**** Excerpted passage ****

Difference between Microcontroller & FPGA ?

thanks
 

There an infinite number of applications of FPGAs and uCs. Why do you ask?

As far as the differences, one significant difference is that a microcontroller can do only one thing at a time (even though programmers are deluded into thinking they are running multiple, parallel 'threads'), while an FPGA can run multiple processes in parallel.

Microcontrollers generally have a number of dedicated peripheral functions built in (AD & DA conversion; UARTs; timers; etc.) which, contrary to what I just said, can actually be running in parallel with the main microcontroller process. These peripherals can be polled by the main microcontroller process, or generate an interrupt.

An FPGA is, at its elemental level, a bunch of gates and registers that can be connected any way you like. FPGAs can run a LOT faster than microcontrollers, especially considering the parallelism, but it takes more work to develop a particular function. High level functions in an FPGA can be implemented using prepackaged Intellectual Property (IP), saving some work (but costing some money, although many functions are available at no cost). Generally, an FPGA design is done in a language like VHDL or Verilog, although there is a movement towards using C. (I'm a VHDL guy)

These are just a few random thoughts. If you have more specific questions, just ask.

Barry
 

There an infinite number of applications of FPGAs and uCs. Why do you ask?

**** Entries ****

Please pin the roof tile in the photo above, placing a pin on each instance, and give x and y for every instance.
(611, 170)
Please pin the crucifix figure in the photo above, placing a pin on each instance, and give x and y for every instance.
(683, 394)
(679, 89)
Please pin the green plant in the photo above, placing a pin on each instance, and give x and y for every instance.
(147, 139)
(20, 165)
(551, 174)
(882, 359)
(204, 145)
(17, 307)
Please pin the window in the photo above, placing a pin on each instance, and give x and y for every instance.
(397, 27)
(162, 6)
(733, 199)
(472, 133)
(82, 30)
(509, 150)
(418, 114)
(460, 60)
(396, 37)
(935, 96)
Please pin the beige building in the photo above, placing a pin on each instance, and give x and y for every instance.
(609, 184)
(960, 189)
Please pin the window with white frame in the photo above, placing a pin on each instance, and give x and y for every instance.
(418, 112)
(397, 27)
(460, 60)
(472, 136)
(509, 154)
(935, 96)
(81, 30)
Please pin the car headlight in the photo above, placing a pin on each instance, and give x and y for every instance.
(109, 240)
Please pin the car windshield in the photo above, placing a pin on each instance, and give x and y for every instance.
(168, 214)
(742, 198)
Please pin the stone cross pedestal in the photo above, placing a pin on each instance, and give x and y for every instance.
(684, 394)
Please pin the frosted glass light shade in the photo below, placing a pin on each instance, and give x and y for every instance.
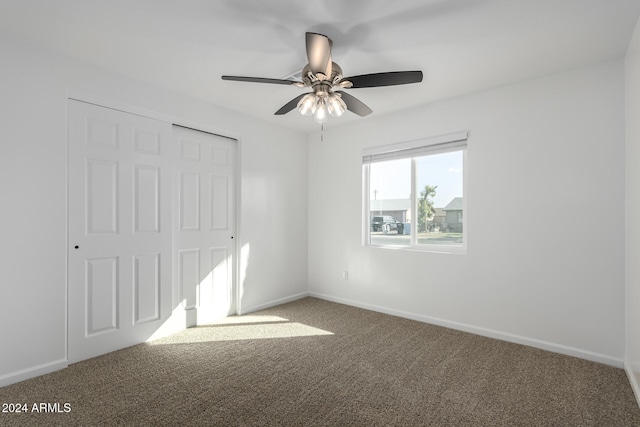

****

Continue the forum discussion comparing microcontrollers and FPGAs, picking up after its final sentence.

## Response to the task
As far as the differences, one significant difference is that a microcontroller can do only one thing at a time (even though programmers are deluded into thinking they are running multiple, parallel 'threads'), while an FPGA can run multiple processes in parallel.

Microcontrollers generally have a number of dedicated peripheral functions built in (AD & DA conversion; UARTs; timers; etc.) which, contrary to what I just said, can actually be running in parallel with the main microcontroller process. These peripherals can be polled by the main microcontroller process, or generate an interrupt.

An FPGA is, at its elemental level, a bunch of gates and registers that can be connected any way you like. FPGAs can run a LOT faster than microcontrollers, especially considering the parallelism, but it takes more work to develop a particular function. High level functions in an FPGA can be implemented using prepackaged Intellectual Property (IP), saving some work (but costing some money, although many functions are available at no cost). Generally, an FPGA design is done in a language like VHDL or Verilog, although there is a movement towards using C. (I'm a VHDL guy)

These are just a few random thoughts. If you have more specific questions, just ask.

Barry

I really want to know, what are their industrial applications & you can name a few if there are not need to mention each & every application of them ? thanks
 

Ok.

Motor Control.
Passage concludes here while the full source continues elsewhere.